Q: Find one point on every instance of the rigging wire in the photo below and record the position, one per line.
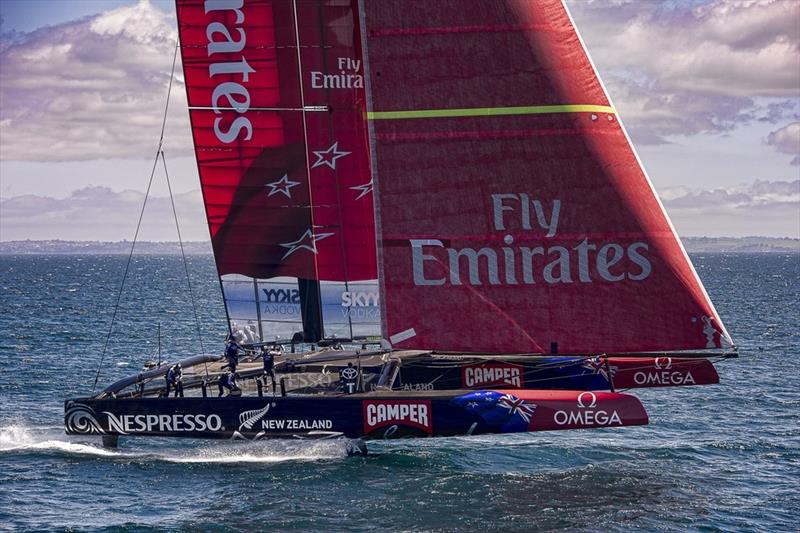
(185, 264)
(139, 223)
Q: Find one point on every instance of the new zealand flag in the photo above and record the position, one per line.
(503, 413)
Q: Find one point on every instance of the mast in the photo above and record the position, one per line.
(279, 138)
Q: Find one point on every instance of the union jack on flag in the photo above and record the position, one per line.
(517, 406)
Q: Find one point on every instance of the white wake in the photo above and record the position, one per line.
(20, 438)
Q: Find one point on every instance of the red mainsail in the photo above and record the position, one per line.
(513, 214)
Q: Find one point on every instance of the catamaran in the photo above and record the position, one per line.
(435, 218)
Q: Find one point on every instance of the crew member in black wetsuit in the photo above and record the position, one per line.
(227, 381)
(232, 353)
(349, 378)
(268, 356)
(174, 379)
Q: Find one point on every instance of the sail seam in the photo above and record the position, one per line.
(489, 111)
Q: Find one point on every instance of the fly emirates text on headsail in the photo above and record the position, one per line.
(551, 263)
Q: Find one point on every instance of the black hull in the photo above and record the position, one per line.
(370, 415)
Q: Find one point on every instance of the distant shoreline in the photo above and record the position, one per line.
(58, 247)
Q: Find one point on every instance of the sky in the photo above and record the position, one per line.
(709, 91)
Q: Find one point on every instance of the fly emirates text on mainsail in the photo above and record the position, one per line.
(581, 261)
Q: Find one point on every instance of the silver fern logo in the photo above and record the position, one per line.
(249, 418)
(81, 419)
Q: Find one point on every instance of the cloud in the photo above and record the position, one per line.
(787, 141)
(92, 88)
(769, 208)
(99, 213)
(682, 68)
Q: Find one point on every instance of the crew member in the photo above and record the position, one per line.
(268, 356)
(227, 381)
(349, 378)
(232, 353)
(174, 379)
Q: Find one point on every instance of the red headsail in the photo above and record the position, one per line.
(513, 213)
(276, 99)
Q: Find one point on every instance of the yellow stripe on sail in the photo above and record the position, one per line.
(489, 111)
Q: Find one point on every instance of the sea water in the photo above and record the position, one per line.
(718, 458)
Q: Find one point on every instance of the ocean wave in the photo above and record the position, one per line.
(21, 438)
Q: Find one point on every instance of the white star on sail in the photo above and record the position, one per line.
(333, 152)
(282, 186)
(365, 189)
(307, 242)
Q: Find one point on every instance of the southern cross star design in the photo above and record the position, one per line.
(307, 242)
(282, 186)
(329, 156)
(364, 189)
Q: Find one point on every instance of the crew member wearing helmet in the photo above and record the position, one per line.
(174, 379)
(228, 381)
(232, 353)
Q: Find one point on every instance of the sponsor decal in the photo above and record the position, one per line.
(411, 413)
(81, 419)
(281, 296)
(417, 386)
(348, 77)
(360, 299)
(663, 374)
(162, 423)
(293, 424)
(516, 215)
(249, 418)
(586, 414)
(491, 375)
(229, 95)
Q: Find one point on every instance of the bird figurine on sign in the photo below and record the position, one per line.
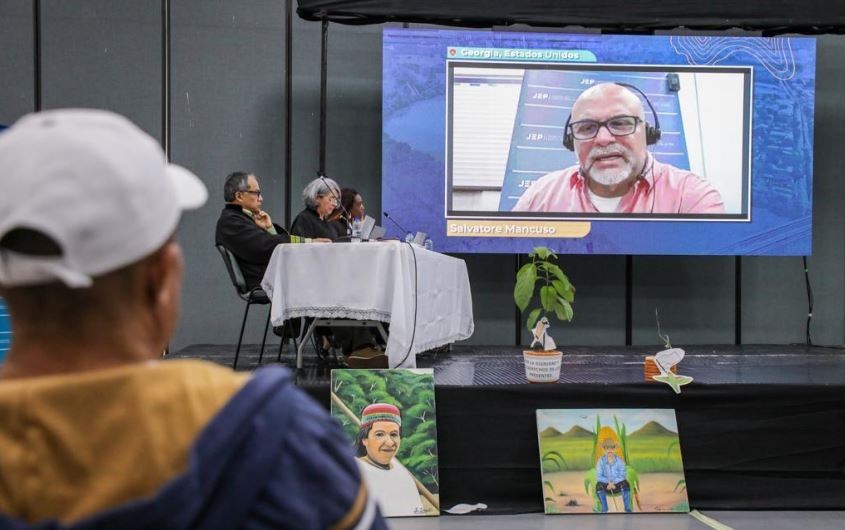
(541, 335)
(668, 359)
(665, 360)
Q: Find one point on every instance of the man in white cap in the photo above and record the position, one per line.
(92, 425)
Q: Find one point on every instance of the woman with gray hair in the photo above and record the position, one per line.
(321, 197)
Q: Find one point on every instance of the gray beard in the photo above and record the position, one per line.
(610, 177)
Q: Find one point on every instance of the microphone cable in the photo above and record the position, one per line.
(808, 337)
(416, 305)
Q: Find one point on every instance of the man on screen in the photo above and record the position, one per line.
(615, 171)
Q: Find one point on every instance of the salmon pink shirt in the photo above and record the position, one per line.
(661, 189)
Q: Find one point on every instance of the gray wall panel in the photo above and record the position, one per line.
(104, 54)
(491, 282)
(694, 295)
(17, 89)
(228, 114)
(306, 110)
(354, 117)
(599, 309)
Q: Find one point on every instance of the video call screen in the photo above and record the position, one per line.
(715, 148)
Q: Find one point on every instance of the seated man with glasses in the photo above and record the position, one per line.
(615, 172)
(321, 197)
(246, 230)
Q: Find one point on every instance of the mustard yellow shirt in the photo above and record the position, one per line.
(72, 445)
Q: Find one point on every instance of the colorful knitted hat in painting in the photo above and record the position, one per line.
(380, 412)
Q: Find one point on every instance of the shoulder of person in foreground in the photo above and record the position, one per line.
(537, 197)
(246, 240)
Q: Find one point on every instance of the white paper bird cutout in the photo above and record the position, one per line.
(541, 335)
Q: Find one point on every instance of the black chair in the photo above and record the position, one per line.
(250, 296)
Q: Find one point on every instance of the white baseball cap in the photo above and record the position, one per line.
(94, 183)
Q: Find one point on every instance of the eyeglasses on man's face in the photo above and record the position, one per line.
(617, 126)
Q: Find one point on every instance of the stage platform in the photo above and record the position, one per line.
(762, 427)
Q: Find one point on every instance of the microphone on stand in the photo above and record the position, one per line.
(340, 204)
(392, 220)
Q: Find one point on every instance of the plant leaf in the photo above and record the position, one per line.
(524, 288)
(554, 270)
(548, 297)
(540, 252)
(563, 310)
(532, 318)
(564, 289)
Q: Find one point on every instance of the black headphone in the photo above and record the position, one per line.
(652, 133)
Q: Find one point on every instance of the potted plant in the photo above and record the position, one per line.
(555, 297)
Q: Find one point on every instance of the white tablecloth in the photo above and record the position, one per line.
(424, 295)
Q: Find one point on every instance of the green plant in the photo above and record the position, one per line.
(556, 293)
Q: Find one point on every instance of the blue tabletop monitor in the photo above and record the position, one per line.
(473, 120)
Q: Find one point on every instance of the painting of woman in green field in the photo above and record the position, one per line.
(605, 461)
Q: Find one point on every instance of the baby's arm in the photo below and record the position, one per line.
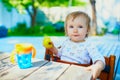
(96, 69)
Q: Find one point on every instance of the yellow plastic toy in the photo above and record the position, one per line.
(47, 42)
(23, 52)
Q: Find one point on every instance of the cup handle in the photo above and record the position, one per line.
(12, 57)
(34, 52)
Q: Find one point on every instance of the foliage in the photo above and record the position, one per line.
(22, 30)
(3, 31)
(31, 6)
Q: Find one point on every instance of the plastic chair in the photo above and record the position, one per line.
(106, 74)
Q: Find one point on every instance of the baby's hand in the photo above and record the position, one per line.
(47, 43)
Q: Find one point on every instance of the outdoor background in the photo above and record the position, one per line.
(30, 20)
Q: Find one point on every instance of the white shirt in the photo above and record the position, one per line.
(81, 52)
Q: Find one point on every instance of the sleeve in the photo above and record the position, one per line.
(95, 54)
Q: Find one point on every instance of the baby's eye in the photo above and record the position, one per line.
(80, 26)
(71, 26)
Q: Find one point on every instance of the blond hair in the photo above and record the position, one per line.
(76, 14)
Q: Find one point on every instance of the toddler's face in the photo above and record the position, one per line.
(77, 29)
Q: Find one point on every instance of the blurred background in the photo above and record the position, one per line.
(28, 21)
(38, 17)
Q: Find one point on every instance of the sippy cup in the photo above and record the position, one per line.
(23, 52)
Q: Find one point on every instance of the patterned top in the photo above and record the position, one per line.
(81, 52)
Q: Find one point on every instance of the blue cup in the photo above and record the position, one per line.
(24, 60)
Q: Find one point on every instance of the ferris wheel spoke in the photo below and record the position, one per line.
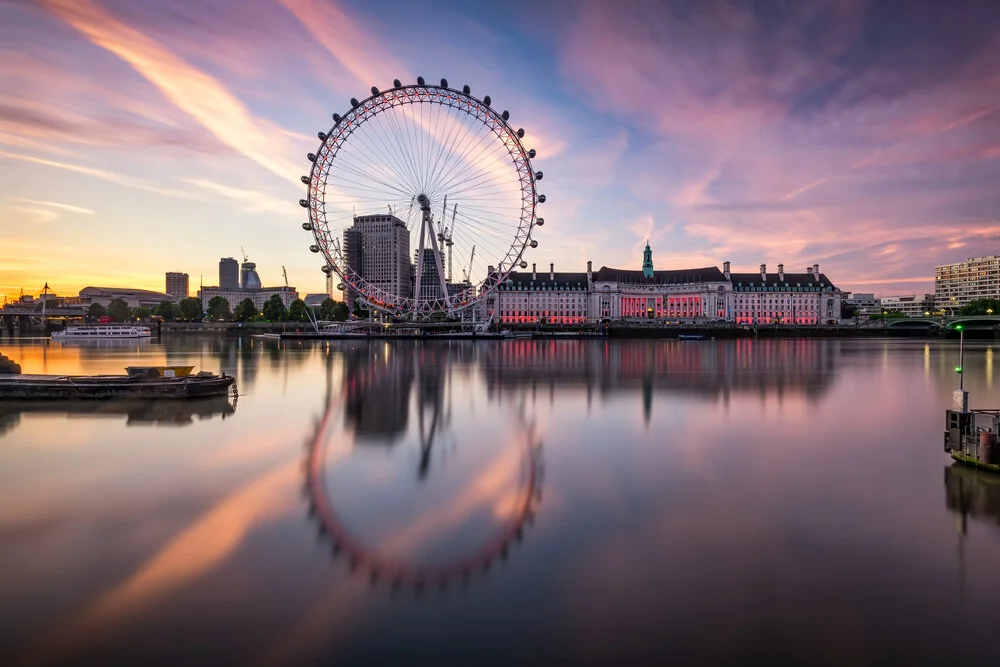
(472, 141)
(472, 149)
(396, 146)
(447, 144)
(384, 174)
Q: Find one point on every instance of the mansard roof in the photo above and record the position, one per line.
(563, 280)
(705, 274)
(753, 281)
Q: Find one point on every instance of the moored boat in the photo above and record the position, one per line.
(139, 382)
(105, 332)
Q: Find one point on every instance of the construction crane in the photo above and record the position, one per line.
(469, 272)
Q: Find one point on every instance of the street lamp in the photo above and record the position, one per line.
(961, 357)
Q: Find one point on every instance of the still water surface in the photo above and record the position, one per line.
(520, 502)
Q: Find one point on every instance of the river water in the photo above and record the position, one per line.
(518, 502)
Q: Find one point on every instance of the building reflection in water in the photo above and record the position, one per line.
(704, 369)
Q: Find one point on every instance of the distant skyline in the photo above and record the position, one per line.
(140, 137)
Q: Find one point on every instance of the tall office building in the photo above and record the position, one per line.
(229, 273)
(377, 248)
(430, 280)
(248, 276)
(177, 284)
(955, 285)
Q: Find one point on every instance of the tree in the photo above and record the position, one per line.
(326, 309)
(191, 308)
(168, 310)
(218, 308)
(119, 310)
(246, 311)
(888, 315)
(980, 306)
(340, 312)
(274, 309)
(297, 311)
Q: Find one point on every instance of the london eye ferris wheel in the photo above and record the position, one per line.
(422, 199)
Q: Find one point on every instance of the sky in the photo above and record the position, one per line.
(145, 136)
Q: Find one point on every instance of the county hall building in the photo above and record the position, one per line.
(676, 295)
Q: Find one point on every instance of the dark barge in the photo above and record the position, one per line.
(143, 382)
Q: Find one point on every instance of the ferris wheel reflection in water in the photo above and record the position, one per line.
(413, 478)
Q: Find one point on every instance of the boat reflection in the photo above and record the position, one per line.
(136, 412)
(972, 493)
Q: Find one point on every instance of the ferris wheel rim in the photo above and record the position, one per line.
(323, 162)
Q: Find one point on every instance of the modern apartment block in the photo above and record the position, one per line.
(177, 284)
(955, 285)
(229, 273)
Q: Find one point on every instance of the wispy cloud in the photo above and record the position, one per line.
(62, 207)
(192, 90)
(102, 174)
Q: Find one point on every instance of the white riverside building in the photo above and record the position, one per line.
(955, 285)
(691, 296)
(910, 305)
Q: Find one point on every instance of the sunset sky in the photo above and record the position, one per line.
(140, 136)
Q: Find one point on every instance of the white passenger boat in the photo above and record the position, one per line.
(106, 332)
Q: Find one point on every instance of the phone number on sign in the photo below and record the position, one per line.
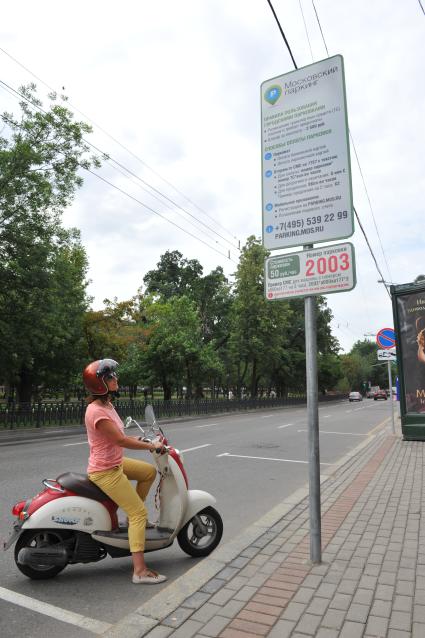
(313, 221)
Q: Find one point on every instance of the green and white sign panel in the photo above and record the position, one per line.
(317, 271)
(306, 175)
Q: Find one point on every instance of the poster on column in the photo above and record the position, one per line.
(306, 174)
(410, 311)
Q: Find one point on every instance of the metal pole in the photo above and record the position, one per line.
(390, 381)
(313, 429)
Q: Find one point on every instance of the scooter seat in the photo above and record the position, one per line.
(81, 485)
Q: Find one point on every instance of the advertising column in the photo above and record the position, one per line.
(409, 320)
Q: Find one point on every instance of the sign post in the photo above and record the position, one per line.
(307, 198)
(317, 271)
(409, 321)
(386, 340)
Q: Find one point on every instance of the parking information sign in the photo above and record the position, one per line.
(386, 355)
(306, 175)
(317, 271)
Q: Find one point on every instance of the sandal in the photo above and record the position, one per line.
(149, 578)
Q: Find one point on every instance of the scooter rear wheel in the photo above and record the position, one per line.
(40, 538)
(200, 541)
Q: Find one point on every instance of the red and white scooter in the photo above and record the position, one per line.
(73, 521)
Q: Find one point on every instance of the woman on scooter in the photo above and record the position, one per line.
(110, 470)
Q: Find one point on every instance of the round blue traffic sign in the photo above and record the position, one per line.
(386, 338)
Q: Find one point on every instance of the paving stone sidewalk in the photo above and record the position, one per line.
(372, 579)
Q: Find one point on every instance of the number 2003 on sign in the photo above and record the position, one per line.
(316, 271)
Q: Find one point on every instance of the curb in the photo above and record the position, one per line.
(144, 618)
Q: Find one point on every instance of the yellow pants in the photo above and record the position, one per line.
(116, 484)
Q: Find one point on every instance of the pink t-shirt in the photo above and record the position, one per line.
(104, 454)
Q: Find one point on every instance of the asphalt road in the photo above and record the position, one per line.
(249, 461)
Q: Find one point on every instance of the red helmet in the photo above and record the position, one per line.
(96, 372)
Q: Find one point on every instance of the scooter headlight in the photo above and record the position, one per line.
(180, 455)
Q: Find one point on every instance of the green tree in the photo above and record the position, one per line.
(172, 353)
(42, 266)
(258, 327)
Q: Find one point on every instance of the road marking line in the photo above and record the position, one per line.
(70, 444)
(70, 617)
(264, 458)
(198, 447)
(205, 426)
(344, 433)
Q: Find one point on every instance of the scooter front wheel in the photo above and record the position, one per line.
(202, 533)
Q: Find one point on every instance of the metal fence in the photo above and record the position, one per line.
(60, 413)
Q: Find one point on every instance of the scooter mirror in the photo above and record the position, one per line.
(150, 415)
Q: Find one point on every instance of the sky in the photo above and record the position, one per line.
(172, 91)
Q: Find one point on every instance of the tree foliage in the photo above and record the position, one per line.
(42, 265)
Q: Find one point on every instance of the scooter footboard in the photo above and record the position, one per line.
(197, 500)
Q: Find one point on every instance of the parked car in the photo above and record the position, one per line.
(355, 396)
(381, 394)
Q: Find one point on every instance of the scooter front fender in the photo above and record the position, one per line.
(197, 500)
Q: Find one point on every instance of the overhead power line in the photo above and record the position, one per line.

What the task requires => Output the line holding "Q: Find one point on every instance of the scooter footboard", then every later line through the end of the records above, exactly as given and nothing else.

Reply =>
Q: Find one point on every instance of the scooter footboard in the photo above and record the position, one per line.
(197, 500)
Q: Find one point on every instance of the parked car in the photo above and record the position, one per line.
(355, 396)
(381, 394)
Q: Find one point on every instance of the scooter front fender in the photo above and record the position, one per line.
(197, 500)
Q: Find one point on every instance of the overhead power line in the photo above and record the position, one per line.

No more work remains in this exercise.